→ **Task to complete**: Give back only the lines from the one with "Thank you for this photo. Would you kindly tag the corrugated" through the last line of the data, exactly as they appear.

→ **Input data**:
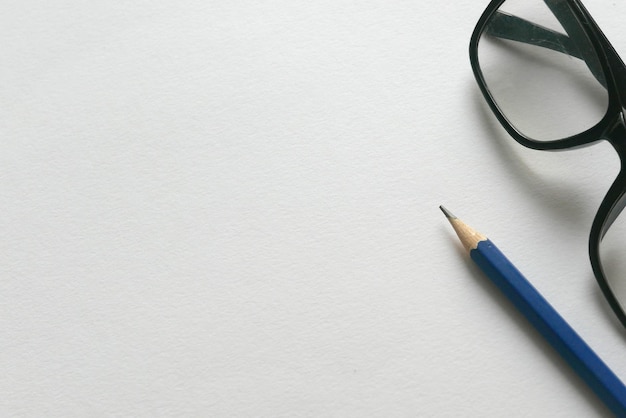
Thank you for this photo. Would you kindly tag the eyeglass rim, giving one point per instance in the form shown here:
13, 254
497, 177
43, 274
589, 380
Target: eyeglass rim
607, 61
615, 199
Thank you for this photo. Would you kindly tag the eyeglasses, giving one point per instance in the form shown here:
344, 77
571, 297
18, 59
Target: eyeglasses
554, 82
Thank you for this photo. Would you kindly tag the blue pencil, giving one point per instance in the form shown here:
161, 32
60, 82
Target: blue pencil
543, 316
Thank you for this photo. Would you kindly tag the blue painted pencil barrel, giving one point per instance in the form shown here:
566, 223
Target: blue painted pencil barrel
552, 326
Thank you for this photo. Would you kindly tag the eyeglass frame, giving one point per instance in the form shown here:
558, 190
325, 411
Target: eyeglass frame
612, 126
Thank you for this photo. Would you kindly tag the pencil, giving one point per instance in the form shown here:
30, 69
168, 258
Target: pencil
585, 362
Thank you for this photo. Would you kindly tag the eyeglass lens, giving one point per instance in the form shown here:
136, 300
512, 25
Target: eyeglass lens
541, 69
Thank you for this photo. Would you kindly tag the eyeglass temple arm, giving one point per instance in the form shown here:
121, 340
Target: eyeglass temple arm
506, 26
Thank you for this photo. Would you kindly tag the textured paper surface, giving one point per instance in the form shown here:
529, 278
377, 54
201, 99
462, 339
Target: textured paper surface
231, 209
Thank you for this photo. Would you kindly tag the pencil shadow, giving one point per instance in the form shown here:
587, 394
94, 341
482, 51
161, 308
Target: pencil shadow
521, 323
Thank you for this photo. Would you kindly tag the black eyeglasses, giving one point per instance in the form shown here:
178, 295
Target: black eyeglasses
555, 82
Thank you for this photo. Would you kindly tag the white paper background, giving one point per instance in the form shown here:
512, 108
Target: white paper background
230, 209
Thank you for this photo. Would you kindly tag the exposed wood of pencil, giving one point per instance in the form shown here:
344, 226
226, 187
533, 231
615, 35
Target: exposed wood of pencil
468, 236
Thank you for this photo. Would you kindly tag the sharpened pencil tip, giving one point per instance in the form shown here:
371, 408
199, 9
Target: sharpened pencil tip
446, 212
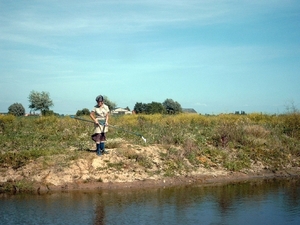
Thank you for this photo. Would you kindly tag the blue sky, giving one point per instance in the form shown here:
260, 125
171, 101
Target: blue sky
216, 56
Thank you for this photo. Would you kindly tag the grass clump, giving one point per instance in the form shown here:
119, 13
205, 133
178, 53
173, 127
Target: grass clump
234, 142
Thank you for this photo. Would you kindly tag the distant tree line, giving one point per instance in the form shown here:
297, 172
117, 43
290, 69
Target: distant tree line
41, 101
169, 106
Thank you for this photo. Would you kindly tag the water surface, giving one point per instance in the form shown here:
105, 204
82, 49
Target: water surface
260, 202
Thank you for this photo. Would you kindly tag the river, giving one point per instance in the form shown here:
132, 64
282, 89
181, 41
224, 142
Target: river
253, 202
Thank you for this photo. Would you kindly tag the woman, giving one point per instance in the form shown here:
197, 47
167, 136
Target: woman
100, 115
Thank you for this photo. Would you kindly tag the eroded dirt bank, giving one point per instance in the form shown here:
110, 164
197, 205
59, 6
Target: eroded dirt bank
118, 170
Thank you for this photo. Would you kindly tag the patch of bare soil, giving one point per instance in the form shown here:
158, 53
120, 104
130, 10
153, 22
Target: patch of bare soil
131, 166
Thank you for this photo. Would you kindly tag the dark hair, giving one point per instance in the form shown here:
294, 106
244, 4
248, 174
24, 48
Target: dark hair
99, 98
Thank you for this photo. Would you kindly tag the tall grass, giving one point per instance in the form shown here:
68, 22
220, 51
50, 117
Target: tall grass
235, 142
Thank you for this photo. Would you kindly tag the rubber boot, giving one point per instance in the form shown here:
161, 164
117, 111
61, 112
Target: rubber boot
98, 149
102, 147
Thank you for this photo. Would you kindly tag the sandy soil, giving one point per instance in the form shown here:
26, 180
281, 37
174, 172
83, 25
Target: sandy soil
91, 172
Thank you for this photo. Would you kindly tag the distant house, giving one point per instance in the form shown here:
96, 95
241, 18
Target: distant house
120, 111
189, 110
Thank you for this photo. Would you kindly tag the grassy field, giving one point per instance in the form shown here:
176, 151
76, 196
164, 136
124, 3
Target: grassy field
234, 142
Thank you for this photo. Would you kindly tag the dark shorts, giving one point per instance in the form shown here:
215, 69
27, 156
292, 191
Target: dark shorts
99, 137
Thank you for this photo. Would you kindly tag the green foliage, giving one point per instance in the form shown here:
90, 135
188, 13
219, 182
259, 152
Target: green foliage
40, 101
188, 141
150, 108
83, 112
167, 107
16, 109
171, 106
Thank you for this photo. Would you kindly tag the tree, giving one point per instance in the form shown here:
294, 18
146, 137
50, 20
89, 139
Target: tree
140, 107
16, 109
154, 107
171, 106
83, 112
40, 101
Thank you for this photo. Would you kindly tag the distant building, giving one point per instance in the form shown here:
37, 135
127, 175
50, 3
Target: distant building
189, 110
120, 111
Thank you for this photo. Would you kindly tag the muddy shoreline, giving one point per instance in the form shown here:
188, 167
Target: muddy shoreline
205, 180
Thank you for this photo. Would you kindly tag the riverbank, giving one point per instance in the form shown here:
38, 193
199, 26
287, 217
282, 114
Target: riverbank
115, 170
57, 153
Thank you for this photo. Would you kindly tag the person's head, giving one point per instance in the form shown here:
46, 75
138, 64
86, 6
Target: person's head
99, 99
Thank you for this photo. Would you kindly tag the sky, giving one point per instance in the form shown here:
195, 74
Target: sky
215, 56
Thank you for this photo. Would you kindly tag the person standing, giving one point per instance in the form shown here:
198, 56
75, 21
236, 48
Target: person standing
100, 115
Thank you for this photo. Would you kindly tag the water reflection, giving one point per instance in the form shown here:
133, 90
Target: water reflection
260, 202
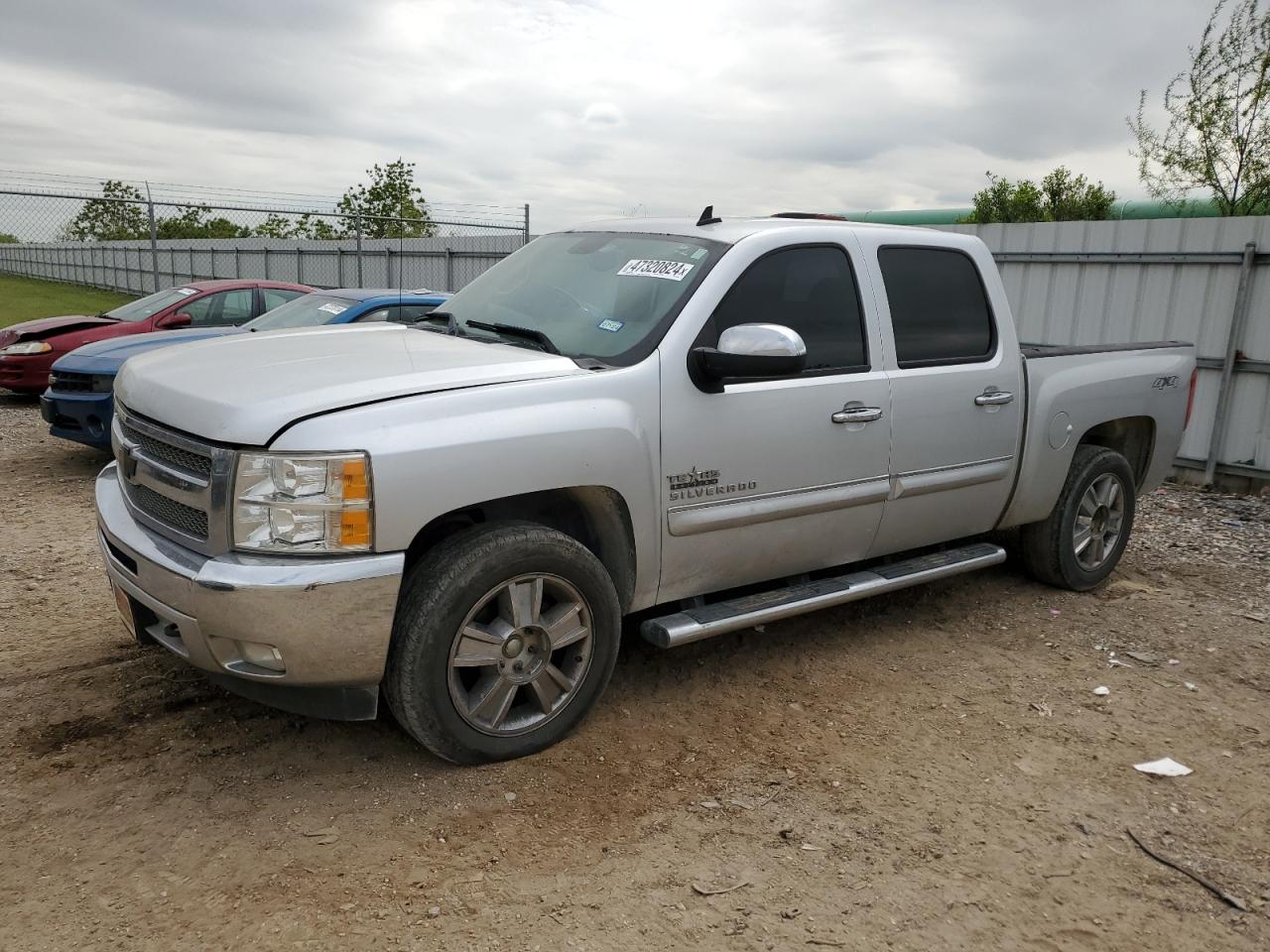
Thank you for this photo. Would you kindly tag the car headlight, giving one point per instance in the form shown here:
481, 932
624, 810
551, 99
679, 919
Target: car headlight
303, 503
31, 347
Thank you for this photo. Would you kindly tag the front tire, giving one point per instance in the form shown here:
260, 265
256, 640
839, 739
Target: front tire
504, 638
1082, 538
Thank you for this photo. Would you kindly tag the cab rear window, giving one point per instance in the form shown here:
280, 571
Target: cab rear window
939, 308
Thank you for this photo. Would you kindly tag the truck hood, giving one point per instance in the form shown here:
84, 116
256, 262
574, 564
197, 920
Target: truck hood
107, 356
45, 327
245, 389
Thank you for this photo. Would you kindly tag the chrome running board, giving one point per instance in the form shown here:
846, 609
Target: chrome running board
706, 621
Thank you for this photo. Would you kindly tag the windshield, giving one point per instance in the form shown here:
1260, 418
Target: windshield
308, 311
604, 295
150, 304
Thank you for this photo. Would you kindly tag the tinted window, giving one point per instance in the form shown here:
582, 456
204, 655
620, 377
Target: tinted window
225, 308
810, 290
938, 306
409, 313
150, 304
305, 311
278, 296
402, 313
604, 295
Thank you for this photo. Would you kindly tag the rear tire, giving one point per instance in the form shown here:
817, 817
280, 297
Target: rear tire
1080, 540
504, 638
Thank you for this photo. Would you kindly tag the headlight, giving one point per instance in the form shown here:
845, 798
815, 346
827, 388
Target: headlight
302, 503
33, 347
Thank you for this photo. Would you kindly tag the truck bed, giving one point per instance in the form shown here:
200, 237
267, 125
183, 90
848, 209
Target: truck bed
1037, 350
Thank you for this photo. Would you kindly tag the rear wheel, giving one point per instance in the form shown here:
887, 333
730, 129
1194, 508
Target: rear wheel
1080, 540
506, 636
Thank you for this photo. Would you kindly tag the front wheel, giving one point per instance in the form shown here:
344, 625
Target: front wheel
1082, 538
504, 638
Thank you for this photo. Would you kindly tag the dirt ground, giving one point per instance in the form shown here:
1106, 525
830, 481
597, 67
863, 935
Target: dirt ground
929, 771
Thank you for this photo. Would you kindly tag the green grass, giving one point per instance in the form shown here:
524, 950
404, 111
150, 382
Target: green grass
26, 298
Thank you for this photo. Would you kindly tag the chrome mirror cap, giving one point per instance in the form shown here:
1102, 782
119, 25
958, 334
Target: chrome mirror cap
761, 340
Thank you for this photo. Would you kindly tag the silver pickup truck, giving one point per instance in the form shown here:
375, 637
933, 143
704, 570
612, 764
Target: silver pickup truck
706, 425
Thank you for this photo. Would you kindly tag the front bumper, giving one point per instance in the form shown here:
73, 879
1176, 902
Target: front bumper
84, 417
329, 619
26, 373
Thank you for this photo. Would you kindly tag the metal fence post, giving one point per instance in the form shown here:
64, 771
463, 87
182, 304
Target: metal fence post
1238, 317
357, 225
154, 236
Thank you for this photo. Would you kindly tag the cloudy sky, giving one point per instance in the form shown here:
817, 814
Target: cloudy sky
590, 108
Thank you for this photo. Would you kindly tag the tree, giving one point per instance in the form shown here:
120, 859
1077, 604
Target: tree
1061, 197
313, 226
1216, 137
391, 193
117, 216
193, 221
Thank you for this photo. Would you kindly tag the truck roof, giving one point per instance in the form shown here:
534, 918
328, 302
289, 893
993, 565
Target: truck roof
731, 230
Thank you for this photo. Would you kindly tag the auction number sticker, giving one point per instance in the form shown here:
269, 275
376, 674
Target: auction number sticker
648, 268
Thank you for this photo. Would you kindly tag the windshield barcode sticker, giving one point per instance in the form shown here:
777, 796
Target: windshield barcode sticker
647, 268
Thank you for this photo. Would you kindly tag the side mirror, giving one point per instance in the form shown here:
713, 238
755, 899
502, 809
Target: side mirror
753, 350
175, 320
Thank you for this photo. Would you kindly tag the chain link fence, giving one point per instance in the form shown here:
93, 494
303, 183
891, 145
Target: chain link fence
139, 246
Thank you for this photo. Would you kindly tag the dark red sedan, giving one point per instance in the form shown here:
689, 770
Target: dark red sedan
28, 349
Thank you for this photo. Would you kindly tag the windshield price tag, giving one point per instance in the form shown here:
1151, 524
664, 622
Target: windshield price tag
647, 268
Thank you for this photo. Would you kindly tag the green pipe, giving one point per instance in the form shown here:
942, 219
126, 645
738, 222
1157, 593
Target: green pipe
1121, 211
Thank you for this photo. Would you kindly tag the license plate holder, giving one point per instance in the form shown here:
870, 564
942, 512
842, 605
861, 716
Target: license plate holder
123, 604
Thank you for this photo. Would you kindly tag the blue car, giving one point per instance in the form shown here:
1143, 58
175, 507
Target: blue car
79, 403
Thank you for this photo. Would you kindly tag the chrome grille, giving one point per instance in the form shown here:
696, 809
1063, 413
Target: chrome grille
186, 518
176, 484
67, 382
169, 453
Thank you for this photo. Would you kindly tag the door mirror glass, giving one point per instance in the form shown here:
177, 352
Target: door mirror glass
753, 350
176, 320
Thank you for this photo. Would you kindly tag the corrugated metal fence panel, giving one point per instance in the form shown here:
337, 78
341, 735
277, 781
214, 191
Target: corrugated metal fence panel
1095, 303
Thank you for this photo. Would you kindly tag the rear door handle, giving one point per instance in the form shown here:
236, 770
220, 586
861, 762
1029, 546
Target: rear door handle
993, 398
856, 414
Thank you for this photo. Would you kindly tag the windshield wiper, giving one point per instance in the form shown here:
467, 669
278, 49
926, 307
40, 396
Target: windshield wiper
452, 327
512, 330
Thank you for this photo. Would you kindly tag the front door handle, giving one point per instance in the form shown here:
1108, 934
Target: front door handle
993, 398
856, 414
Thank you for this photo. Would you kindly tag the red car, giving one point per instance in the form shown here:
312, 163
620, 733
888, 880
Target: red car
28, 349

→ **Result for this exercise**:
Thank you for this photo. Would you kindly tag the corrugated metal fence panel, giving one point per instance in the form shown here:
337, 78
341, 735
277, 781
214, 191
Target: corrugated metal fence panel
1095, 303
Thank you for this photo. Would you kindly tag the rear door handle, giving one point per instance in the form shown here:
236, 770
220, 586
861, 762
1029, 546
Target: rear door handle
993, 398
856, 414
Thank you for this photo. Would you kindly tag the windshield wiper, giving one point per instance in the form shown here:
467, 669
278, 49
926, 307
40, 396
Target: windshield wiper
452, 327
512, 330
Thank you for this photo. Would you kindly tag the front door handle, giving one point per instance in the form shown here:
1108, 934
Target: front door handle
993, 398
856, 414
Thank you for this photo. Would you kindly tag the red car, giving one point per instance in the form shown here:
312, 163
620, 733
888, 880
Target: red car
28, 349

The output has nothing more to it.